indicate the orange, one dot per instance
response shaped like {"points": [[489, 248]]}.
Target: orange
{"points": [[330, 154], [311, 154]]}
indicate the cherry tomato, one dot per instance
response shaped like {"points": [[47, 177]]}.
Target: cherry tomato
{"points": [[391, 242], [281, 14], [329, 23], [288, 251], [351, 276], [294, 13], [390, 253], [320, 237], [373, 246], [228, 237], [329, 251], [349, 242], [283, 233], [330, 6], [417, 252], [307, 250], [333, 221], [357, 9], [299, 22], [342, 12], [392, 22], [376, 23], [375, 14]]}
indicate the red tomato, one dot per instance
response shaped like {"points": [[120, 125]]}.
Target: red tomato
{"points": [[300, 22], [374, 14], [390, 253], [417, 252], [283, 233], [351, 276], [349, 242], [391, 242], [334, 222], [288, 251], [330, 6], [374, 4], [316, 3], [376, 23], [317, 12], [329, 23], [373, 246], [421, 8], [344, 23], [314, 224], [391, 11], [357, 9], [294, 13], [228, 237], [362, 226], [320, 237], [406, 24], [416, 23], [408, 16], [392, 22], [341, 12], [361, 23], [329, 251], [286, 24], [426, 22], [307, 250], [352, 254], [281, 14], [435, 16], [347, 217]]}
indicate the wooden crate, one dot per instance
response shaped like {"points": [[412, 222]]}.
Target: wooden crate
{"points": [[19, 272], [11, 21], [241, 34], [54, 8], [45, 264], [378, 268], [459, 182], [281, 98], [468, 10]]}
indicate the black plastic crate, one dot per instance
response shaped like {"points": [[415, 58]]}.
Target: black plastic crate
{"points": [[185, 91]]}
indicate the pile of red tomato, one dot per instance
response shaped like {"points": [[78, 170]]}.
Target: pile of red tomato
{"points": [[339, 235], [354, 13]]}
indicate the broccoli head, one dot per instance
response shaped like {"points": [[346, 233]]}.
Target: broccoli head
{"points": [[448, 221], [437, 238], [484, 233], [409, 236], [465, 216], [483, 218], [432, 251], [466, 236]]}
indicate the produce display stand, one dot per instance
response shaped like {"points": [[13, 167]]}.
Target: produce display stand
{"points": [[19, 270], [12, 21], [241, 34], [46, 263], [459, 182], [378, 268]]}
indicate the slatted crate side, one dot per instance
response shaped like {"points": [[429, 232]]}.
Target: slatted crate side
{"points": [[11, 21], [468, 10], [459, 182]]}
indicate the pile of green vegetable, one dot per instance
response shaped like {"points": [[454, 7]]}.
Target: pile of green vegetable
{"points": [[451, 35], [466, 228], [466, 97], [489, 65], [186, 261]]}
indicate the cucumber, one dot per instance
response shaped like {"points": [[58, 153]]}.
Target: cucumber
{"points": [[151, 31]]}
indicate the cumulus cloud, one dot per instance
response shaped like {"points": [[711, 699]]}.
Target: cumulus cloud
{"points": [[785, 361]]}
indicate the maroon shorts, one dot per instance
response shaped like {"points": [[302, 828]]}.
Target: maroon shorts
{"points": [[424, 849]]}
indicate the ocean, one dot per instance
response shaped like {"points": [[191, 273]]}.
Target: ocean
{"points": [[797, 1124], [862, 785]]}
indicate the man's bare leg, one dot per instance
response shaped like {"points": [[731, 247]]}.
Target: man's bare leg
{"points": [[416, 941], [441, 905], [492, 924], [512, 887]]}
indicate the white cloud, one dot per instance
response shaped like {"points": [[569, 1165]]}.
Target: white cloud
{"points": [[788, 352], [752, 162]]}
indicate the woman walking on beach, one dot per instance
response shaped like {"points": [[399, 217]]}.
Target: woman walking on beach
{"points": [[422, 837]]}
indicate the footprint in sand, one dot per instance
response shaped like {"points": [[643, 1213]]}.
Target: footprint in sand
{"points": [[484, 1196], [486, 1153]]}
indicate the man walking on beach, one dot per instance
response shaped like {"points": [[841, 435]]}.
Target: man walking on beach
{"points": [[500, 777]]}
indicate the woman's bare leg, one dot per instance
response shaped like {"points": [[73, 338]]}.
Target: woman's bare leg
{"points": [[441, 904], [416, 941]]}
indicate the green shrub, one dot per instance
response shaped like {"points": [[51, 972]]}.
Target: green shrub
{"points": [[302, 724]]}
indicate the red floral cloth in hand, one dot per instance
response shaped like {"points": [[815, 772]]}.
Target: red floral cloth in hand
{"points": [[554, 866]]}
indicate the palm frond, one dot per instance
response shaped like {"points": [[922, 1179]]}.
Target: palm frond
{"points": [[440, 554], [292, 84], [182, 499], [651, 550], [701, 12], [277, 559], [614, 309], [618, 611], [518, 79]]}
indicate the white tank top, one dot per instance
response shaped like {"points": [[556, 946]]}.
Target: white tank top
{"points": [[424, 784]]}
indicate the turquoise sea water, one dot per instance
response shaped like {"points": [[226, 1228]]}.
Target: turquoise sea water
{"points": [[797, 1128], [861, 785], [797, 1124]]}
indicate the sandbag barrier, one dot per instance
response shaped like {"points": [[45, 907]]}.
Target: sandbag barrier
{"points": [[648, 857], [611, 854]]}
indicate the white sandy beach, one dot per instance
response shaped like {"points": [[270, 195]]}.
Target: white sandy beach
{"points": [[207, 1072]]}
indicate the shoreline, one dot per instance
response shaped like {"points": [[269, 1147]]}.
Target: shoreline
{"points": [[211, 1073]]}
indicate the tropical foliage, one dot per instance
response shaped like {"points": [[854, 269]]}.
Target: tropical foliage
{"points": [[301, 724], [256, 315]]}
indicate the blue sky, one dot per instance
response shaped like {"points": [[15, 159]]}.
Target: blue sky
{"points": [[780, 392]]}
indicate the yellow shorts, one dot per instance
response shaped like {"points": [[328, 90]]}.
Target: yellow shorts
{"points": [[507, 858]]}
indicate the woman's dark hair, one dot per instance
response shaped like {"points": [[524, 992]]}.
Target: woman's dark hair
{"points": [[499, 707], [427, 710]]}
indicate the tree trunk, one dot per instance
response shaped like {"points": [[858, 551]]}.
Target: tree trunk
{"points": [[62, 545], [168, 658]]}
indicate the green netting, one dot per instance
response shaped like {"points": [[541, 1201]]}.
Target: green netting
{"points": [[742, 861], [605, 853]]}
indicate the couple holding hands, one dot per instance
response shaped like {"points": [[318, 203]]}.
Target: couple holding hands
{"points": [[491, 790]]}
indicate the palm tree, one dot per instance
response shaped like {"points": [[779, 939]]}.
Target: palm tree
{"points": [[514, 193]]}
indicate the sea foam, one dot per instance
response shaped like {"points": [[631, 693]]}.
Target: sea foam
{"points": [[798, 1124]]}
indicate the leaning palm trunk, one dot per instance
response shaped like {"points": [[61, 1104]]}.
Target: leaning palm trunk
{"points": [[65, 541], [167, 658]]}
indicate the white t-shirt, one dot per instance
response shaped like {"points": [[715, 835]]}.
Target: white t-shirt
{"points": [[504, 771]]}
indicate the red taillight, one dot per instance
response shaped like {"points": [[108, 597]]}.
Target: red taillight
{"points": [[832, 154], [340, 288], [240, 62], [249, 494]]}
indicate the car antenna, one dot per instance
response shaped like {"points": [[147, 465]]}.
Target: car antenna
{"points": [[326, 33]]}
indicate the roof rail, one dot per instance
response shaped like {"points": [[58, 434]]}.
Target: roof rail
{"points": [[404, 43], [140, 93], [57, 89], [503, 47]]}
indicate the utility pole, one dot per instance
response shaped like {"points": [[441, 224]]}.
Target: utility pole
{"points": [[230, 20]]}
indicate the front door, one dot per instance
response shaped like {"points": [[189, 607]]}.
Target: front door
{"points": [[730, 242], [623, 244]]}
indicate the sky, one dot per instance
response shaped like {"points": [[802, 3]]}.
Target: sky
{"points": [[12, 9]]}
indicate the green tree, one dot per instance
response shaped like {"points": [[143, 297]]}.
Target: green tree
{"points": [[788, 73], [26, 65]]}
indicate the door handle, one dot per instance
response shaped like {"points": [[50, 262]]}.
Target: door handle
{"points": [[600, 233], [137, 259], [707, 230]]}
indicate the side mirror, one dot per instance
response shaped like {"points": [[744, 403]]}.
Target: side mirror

____________________

## TASK DIRECTIONS
Pick out all lines from the data above in which the word "mirror" appears.

## ANSWER TO THIS PROBLEM
indicate the side mirror, one dot per instance
Target: side mirror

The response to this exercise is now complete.